TEXT PASSAGE >>

Choosing the right type and then the proper sizing of Amazon EC2 is critical. First, you must understand your workload's characteristics. Is your job memory intensive or CPU intensive? What are your storage needs? You then can choose from a variety of instances offered by AWS. Each Amazon EC2 instance type has a specific purpose and price, C for compute-optimized, R for memory-optimized, and M/T for general purpose.

Amazon EMR provides several tools you can use to gather information about your cluster. You can access information about the cluster from the console, the CLI, or programmatically. The standard Hadoop web interfaces and log files are available on the master node. You can choose to archive the application and cluster logs on Amazon S3. You can also use monitoring services such as CloudWatch and Ganglia to track the performance of your cluster. Application history is available from the console using the "persistent" application UIs for Spark History, persistent YARN timeline server, and Tez user interfaces. These services are hosted off-cluster, so you can access application history for 30 days after the cluster terminates.

DIRECTION A >> Condense the paragraph of the AWS passage that begins "Amazon EMR provides several tools" into a short bulleted list that keeps its main facts.

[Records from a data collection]
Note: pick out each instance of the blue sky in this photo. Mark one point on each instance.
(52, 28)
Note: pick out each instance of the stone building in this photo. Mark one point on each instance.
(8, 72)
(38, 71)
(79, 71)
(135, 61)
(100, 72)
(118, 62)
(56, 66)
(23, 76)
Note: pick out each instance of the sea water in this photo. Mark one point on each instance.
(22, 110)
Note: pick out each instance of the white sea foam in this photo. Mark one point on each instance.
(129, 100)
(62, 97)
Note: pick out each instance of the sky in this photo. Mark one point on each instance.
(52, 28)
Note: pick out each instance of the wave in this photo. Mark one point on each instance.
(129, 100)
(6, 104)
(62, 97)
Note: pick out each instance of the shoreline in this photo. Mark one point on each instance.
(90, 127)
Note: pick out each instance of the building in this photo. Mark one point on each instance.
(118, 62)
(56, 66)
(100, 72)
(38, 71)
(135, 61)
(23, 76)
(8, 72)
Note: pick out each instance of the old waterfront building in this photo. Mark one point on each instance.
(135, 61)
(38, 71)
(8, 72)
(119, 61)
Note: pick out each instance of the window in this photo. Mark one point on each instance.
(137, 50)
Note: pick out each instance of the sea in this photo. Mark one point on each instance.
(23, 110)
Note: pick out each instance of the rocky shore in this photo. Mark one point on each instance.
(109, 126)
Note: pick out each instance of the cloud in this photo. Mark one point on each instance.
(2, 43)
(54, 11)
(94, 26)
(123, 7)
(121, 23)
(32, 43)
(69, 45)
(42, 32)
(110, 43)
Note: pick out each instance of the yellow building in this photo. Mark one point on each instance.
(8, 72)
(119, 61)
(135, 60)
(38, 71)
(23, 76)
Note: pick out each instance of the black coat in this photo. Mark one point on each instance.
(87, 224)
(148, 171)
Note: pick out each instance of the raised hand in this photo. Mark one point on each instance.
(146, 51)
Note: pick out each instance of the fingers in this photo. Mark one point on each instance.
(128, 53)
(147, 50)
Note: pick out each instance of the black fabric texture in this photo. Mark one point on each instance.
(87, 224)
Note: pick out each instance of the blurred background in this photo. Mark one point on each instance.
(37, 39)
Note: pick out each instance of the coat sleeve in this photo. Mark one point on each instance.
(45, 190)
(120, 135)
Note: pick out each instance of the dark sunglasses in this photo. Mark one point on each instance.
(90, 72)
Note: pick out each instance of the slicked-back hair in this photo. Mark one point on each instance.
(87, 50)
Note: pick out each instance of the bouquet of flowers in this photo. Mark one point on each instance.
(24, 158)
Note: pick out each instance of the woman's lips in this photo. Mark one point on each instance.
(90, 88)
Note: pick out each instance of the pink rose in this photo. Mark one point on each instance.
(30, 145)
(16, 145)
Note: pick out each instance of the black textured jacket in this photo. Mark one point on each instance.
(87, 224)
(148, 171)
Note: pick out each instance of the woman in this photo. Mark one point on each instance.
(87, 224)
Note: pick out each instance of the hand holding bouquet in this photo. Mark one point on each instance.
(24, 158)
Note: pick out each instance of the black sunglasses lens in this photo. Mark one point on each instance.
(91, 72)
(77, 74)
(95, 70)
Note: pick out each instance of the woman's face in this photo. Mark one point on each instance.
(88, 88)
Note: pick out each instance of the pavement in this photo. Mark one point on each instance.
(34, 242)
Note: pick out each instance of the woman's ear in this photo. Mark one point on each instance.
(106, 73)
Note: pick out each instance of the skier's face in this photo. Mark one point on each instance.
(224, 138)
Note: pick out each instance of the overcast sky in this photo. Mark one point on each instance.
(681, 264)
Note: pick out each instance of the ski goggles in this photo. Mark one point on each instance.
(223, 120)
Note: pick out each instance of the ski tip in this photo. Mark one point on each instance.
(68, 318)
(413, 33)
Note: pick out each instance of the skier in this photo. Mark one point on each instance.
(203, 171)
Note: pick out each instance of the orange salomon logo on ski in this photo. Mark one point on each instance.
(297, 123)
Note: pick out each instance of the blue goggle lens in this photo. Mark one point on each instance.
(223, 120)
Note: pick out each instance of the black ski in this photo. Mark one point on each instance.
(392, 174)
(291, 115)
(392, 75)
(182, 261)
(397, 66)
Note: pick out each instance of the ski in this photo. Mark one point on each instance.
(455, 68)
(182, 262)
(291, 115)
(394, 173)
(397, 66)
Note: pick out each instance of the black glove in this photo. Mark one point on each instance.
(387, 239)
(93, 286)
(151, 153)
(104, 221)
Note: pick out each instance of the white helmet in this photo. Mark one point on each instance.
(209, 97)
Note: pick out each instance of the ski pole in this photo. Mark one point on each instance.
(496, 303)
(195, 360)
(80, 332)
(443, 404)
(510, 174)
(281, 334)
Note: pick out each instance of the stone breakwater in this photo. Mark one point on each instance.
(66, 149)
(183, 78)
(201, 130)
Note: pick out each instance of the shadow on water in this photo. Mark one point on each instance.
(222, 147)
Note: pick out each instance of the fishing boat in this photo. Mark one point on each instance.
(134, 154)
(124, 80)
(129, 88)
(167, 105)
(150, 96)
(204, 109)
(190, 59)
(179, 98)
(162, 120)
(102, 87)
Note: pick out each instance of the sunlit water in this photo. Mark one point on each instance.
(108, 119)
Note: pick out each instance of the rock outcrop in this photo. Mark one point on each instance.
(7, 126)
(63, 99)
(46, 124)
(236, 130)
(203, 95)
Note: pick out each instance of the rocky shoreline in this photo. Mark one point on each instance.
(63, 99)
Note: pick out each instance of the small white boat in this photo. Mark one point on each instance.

DIRECTION B >> Render the stretch of the listing from the line containing "Note: pick out each instance of the sunlit" through the end of the listing as a JSON list of strings, one string per line and no blank lines.

PROBLEM SOLUTION A >>
- Amazon EMR offers several tools for gathering information about a cluster, accessible from the console, the CLI, or programmatically.
- The standard Hadoop web interfaces and log files are on the master node.
- Application and cluster logs can be archived on Amazon S3.
- Monitoring services such as CloudWatch and Ganglia can track cluster performance.
- Application history is available from the console through persistent application UIs for Spark History, the YARN timeline server, and Tez.
- Because these UIs are hosted off-cluster, application history stays accessible for 30 days after the cluster terminates.

PROBLEM SOLUTION B >>
[
  "Note: pick out each instance of the sunlit water in this photo. Mark one point on each instance.",
  "(108, 119)",
  "Note: pick out each instance of the rock outcrop in this photo. Mark one point on each instance.",
  "(7, 126)",
  "(63, 99)",
  "(46, 124)",
  "(236, 130)",
  "(203, 95)",
  "Note: pick out each instance of the rocky shoreline in this photo. Mark one point on each instance.",
  "(63, 99)",
  "Note: pick out each instance of the small white boat in this photo. Mark one point on each instance."
]